EXERCISE
Comb the records below for the string "heart" and copy each line where it turns up.

GIVEN DATA
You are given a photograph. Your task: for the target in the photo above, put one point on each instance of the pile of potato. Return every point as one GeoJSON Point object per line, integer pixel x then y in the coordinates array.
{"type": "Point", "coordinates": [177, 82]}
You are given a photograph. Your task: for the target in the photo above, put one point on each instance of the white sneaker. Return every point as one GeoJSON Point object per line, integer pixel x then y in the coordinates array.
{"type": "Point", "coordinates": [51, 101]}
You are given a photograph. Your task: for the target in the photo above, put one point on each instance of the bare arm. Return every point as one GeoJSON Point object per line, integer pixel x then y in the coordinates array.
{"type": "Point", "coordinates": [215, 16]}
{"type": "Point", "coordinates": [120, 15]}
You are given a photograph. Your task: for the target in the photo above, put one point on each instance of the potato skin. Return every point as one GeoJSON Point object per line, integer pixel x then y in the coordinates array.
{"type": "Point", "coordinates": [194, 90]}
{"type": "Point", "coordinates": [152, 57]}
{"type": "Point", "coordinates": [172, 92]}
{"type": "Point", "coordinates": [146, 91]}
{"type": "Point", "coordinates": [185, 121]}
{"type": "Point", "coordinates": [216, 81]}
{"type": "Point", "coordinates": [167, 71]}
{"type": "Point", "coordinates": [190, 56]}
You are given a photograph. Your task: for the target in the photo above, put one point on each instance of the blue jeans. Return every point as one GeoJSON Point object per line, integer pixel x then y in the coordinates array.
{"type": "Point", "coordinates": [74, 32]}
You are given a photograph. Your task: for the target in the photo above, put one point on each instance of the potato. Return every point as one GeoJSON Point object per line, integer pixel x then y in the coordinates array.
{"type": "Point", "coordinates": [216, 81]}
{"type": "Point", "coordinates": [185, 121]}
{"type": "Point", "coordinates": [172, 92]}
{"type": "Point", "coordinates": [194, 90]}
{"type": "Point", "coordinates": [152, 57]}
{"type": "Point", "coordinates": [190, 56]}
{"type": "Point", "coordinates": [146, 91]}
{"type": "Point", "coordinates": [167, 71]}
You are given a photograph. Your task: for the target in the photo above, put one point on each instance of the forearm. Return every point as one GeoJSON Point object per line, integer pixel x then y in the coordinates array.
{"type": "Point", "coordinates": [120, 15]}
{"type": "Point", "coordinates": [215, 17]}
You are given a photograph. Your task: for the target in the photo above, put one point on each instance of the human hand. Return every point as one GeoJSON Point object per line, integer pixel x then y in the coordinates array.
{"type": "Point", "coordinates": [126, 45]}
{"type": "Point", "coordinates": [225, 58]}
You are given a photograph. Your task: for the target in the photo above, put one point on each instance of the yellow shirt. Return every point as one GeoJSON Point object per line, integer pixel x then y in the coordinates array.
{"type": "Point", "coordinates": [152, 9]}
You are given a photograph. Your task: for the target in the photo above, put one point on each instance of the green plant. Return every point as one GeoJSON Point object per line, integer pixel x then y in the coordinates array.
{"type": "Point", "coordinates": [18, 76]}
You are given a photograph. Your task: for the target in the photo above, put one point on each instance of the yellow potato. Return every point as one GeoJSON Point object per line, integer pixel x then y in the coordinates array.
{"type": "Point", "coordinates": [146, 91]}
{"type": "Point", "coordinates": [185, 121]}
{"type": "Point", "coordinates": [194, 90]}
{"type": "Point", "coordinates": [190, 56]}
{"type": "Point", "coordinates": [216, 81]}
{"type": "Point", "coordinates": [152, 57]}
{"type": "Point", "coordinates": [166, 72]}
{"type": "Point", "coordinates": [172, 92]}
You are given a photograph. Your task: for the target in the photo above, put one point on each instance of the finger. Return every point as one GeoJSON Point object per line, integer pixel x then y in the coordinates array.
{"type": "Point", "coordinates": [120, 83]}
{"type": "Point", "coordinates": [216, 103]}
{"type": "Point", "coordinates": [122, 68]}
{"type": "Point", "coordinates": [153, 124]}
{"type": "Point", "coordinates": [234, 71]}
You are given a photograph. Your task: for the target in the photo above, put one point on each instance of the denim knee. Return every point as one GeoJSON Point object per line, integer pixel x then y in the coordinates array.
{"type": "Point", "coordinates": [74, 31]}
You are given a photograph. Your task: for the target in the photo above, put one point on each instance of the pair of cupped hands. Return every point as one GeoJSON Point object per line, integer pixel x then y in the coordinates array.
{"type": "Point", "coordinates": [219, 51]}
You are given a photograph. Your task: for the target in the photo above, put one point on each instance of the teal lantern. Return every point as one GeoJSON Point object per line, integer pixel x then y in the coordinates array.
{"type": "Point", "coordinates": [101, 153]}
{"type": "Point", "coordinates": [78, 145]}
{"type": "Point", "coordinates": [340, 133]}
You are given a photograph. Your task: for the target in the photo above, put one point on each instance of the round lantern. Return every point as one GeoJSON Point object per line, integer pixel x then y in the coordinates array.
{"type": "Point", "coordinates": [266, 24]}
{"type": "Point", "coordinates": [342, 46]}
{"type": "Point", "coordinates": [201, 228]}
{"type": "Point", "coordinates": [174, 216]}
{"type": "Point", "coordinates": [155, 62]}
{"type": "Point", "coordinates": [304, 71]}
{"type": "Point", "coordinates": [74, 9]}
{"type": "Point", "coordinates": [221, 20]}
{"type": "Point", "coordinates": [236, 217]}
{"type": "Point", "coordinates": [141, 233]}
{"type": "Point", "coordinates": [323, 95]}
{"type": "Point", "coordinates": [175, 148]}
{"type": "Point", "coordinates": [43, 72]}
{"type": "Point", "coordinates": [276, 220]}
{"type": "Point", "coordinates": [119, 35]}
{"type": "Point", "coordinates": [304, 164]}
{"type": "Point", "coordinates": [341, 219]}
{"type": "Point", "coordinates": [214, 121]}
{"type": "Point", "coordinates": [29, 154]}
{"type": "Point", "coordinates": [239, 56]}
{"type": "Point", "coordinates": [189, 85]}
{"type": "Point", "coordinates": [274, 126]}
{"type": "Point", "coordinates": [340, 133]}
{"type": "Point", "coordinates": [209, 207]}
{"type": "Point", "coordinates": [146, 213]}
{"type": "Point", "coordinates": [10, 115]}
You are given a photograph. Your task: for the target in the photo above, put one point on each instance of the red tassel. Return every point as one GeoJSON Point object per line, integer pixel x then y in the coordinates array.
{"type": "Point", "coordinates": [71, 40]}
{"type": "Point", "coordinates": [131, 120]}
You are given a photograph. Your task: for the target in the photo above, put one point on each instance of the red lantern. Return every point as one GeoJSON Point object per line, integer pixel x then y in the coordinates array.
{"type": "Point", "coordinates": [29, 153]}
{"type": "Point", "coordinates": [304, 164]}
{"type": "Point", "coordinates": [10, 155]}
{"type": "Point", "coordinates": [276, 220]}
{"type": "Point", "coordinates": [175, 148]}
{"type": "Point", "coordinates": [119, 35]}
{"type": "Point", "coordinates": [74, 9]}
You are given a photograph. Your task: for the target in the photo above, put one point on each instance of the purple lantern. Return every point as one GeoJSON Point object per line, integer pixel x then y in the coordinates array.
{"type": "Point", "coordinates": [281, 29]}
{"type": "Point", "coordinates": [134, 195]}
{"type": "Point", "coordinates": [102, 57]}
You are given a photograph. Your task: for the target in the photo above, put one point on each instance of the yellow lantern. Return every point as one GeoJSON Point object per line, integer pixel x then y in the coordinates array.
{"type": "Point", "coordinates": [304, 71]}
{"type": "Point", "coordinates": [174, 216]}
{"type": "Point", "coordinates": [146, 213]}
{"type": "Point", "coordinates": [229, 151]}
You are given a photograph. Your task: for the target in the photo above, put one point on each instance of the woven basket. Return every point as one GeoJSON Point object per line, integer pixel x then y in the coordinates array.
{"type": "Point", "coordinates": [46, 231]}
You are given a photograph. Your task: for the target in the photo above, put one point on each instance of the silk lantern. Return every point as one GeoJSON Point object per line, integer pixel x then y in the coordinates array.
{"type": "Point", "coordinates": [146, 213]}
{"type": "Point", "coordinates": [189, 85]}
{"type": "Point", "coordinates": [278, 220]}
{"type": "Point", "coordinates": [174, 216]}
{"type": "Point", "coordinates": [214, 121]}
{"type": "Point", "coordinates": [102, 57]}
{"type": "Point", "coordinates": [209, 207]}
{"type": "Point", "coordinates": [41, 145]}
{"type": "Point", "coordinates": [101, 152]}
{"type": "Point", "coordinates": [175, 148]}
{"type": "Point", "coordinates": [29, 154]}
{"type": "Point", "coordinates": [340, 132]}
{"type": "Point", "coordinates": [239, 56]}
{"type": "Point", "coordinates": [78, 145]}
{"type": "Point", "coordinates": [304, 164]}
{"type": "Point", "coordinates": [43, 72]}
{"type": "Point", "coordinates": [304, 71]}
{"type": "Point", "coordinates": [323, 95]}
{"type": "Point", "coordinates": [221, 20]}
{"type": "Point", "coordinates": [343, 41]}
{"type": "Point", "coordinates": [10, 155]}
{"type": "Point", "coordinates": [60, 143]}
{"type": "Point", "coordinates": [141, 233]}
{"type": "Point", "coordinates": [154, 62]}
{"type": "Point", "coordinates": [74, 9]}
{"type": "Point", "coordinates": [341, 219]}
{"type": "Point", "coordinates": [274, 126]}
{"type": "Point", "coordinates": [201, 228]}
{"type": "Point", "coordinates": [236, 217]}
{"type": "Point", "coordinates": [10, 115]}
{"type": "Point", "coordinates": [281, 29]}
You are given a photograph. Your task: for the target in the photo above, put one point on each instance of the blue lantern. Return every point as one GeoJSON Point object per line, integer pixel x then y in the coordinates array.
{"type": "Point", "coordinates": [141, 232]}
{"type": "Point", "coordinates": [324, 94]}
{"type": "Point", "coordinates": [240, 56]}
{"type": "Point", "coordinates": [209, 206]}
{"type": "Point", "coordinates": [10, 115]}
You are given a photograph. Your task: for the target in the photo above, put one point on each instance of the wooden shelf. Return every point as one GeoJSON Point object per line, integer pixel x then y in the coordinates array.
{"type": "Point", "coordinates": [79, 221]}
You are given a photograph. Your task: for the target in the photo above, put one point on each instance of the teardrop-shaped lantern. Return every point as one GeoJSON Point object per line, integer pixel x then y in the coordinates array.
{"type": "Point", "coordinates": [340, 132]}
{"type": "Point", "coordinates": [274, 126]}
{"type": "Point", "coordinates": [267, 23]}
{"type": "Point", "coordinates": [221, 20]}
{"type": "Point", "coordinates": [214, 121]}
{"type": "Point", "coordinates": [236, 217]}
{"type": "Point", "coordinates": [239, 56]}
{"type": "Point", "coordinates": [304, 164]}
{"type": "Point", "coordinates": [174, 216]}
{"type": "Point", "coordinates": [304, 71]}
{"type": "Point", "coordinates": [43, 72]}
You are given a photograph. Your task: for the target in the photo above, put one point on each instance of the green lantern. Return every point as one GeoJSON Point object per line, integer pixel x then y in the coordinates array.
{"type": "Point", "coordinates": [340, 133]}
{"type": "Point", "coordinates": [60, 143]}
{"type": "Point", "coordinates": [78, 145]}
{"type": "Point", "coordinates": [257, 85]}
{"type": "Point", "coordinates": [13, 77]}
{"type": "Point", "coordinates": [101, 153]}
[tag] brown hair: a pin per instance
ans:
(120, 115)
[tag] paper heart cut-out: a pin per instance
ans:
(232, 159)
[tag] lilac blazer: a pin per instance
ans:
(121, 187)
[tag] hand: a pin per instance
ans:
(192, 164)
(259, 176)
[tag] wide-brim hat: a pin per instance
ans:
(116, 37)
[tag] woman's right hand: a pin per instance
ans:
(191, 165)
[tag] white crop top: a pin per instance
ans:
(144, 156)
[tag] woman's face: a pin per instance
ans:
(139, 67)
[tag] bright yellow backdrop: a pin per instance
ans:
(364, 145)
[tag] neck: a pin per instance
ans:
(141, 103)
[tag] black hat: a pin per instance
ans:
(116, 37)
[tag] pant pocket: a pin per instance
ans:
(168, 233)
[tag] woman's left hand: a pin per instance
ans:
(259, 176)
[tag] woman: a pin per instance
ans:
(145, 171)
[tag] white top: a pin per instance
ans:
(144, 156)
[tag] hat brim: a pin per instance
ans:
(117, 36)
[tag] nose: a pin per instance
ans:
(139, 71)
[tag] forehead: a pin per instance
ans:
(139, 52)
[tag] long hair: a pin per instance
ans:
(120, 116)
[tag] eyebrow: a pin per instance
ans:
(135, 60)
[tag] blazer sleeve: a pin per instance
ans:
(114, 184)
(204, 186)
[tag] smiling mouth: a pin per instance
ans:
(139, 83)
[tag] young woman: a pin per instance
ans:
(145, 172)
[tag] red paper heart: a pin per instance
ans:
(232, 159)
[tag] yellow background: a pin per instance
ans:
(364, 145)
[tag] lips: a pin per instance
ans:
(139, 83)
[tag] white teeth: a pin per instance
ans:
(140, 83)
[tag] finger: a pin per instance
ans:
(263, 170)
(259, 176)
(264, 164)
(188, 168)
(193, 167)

TASK SOLUTION
[tag] paper heart cut-out: a pin per instance
[tag] red paper heart: a pin per instance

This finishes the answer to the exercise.